_Requirements_.
Reproduce the listing below without changes, starting at the line that contains "Exercise. Identify every instance of the elephant trunk in" and continuing to the end of the listing.
--- Start of Rows ---
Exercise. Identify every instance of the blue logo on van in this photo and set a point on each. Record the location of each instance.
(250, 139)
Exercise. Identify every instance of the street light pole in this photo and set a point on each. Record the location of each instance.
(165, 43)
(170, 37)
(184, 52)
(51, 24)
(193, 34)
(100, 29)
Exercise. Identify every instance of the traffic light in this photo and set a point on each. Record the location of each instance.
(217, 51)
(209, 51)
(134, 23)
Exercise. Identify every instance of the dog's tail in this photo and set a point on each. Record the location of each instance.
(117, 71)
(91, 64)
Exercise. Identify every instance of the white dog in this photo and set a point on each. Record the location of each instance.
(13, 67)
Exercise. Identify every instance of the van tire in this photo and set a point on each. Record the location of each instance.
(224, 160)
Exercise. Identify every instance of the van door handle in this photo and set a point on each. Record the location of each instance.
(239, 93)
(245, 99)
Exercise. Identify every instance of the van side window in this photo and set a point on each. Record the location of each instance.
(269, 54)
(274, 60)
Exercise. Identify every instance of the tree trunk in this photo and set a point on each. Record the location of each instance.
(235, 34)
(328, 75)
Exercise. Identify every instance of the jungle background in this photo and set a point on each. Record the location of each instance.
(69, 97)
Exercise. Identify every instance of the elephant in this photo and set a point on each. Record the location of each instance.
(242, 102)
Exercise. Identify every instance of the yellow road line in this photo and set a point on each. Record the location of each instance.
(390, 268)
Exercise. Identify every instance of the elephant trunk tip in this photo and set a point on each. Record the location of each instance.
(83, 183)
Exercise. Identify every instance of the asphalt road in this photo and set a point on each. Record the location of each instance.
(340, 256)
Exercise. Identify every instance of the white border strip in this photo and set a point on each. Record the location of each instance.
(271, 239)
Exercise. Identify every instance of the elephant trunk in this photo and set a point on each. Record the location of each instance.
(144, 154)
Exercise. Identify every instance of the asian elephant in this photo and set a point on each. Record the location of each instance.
--- End of Rows ---
_Answer to this exercise_.
Exercise. Identify every instance of the elephant trunk in this photo and set a point on each. Record the location of each instance.
(144, 154)
Exercise. Identify every instance of the asian elephant in this photo and set a point on each. Record the location of each instance.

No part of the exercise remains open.